→ **Exercise details**
Quote each of the entries below word for word, leaving the pictures out of your answer.

※ ※ ※

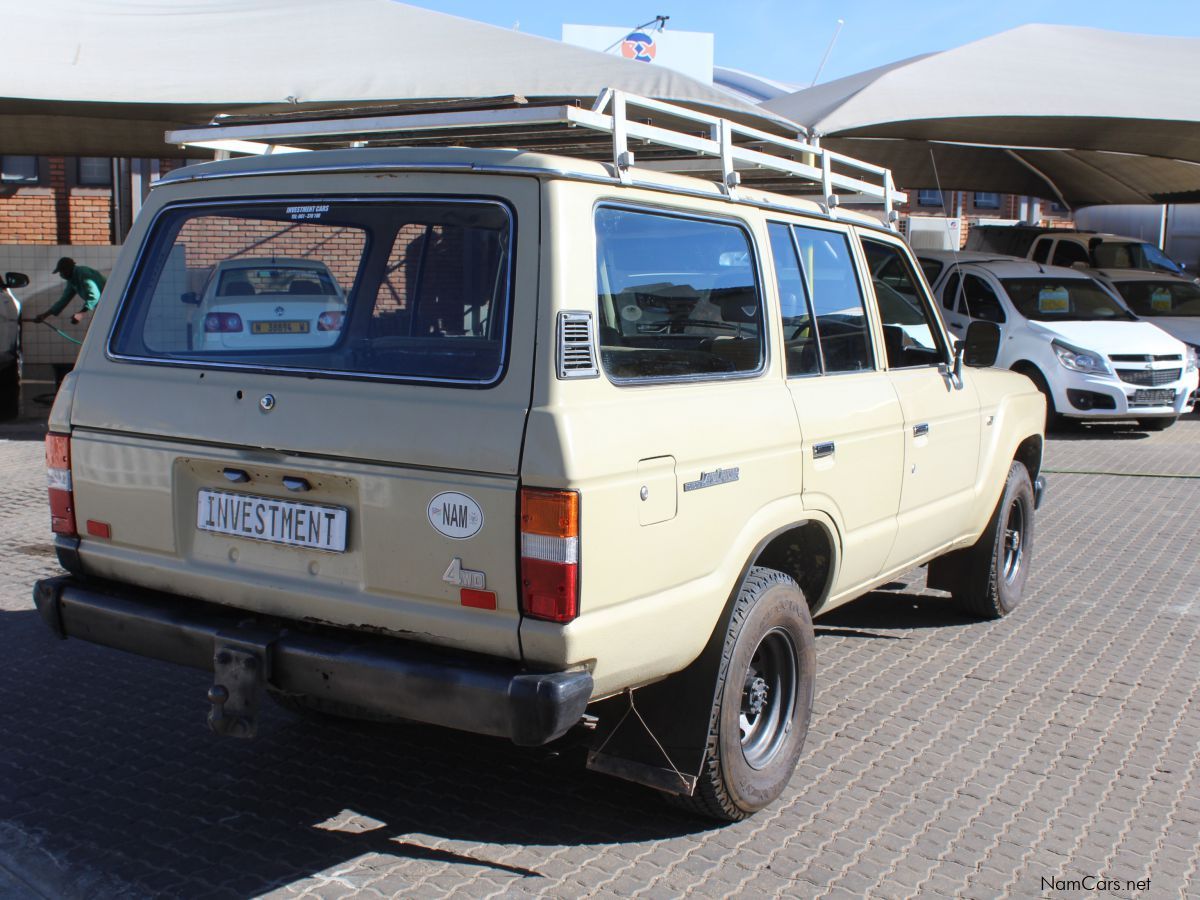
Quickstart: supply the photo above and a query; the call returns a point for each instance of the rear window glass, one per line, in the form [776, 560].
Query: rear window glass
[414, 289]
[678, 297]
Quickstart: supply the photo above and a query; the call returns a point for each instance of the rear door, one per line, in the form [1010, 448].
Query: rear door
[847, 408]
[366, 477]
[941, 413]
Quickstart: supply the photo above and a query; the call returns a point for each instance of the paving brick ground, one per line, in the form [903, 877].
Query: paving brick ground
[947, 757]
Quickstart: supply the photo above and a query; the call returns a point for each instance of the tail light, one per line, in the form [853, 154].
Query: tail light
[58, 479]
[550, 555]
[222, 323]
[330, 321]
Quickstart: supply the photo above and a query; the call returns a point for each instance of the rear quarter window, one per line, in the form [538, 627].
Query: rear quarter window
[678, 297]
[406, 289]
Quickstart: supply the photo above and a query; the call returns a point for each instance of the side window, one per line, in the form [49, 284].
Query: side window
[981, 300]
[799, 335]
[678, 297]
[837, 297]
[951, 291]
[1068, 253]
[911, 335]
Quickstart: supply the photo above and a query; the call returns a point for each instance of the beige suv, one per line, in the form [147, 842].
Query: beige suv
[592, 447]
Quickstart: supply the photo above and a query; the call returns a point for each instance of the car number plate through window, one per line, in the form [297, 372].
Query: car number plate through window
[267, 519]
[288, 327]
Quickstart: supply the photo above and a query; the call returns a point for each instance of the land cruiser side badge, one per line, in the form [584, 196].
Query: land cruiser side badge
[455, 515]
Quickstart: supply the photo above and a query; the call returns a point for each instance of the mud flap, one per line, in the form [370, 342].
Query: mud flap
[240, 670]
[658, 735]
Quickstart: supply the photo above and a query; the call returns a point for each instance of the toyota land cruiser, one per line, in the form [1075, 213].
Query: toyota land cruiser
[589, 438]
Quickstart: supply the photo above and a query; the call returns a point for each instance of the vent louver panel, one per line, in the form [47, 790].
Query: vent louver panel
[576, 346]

※ ※ ※

→ **Final answer**
Quickstart: supply the photo above and a query; the call returns a point for each instance of the rear window glass, one per line, in the form [776, 560].
Query: rear window glass
[414, 289]
[678, 297]
Quickstart: supply the photo above and a query; the call returns a point for each instance of the rear door, one per line, in the form [1010, 448].
Query: rear door
[847, 408]
[366, 477]
[941, 413]
Quickstart: supply the photo above and a query; the call returns a point for each instance of the paving brick ground, one per line, in the form [903, 877].
Query: paving brick ground
[947, 757]
Quickstart: supply the photo above and a query; the call returns a point for each instance of the tail light, one per line, in the form [853, 154].
Query: tail light
[58, 479]
[550, 555]
[222, 323]
[330, 321]
Quickstart: supply the photo above and a query; the call returns a point for each instance of the rear quarter window, one per line, in the form [538, 627].
Query: rear quarter window
[678, 297]
[406, 289]
Quickstart: supply the photo above and a query; the call returns a point for each instance of the side window, one per line, in the form [49, 284].
Query: side window
[981, 300]
[799, 335]
[678, 297]
[837, 297]
[951, 291]
[1068, 253]
[911, 335]
Quickstart: supply the photo above and a query; the call returns a point for each instance of the beige suv, one per line, in the form [147, 842].
Query: beige suv
[592, 447]
Quickstart: supply the photo above and a query; the call returns a point for each instance of the car number plate through window, one per line, in the form [297, 372].
Query: car number plate through window
[267, 519]
[288, 327]
Quickstart: supply the photo above and a query; the call returns a point for each instance of the land cruiser side badge, one per line, in the form [584, 196].
Query: land cruiser side badge
[455, 515]
Quickstart: supply the photo above and a query; the call returns a point for each instance of the mud flap, one per line, in the form [370, 342].
Query: mud flap
[240, 670]
[658, 735]
Quickstart: supply the photo above and a query; the call returns a point for each instance of the toyota land cruiser, one per line, in the form [1075, 213].
Query: toyota land cruiser
[589, 438]
Quickstart: supply the photo above and a query; the call returns a point for each instance of the vent louver panel, one per line, in the form [47, 790].
Query: vent louver panel
[576, 346]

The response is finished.